# What to do
Pick out each line in the rows below that contains the word "every", and copy those lines. Case counts.

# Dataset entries
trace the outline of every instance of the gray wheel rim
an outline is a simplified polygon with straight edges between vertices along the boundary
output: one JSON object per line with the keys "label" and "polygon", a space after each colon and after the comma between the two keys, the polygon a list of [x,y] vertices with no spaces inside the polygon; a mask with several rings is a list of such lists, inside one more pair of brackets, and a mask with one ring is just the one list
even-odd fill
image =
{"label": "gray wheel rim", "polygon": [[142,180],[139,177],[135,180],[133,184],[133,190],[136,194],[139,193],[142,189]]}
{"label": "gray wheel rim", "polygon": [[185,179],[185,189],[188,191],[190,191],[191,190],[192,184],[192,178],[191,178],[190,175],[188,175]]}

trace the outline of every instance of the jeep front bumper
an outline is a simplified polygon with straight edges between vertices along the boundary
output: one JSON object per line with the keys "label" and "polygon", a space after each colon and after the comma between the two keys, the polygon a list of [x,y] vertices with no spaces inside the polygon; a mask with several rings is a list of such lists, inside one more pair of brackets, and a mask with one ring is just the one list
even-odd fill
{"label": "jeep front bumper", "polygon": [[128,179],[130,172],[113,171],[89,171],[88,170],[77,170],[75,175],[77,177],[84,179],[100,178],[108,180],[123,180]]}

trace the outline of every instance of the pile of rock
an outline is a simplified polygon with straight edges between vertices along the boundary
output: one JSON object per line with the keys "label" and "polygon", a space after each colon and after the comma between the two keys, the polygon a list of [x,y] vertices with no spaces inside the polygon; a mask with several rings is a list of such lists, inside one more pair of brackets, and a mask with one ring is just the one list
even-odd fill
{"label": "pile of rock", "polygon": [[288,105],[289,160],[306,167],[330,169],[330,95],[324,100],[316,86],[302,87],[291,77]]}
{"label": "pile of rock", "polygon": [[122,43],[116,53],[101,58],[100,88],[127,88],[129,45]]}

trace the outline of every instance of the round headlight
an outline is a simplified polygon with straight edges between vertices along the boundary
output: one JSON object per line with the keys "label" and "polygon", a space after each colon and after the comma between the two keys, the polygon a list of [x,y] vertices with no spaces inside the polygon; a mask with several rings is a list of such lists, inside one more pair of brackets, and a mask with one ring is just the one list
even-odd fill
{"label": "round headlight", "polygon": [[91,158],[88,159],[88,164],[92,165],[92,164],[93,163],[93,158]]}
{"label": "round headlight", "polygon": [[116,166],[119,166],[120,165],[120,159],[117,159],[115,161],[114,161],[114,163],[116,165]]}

# Answer to the exercise
trace the outline of every instance of the gray wheel rim
trace the outline of every instance of the jeep front bumper
trace the outline of every instance of the pile of rock
trace the outline of every instance of the round headlight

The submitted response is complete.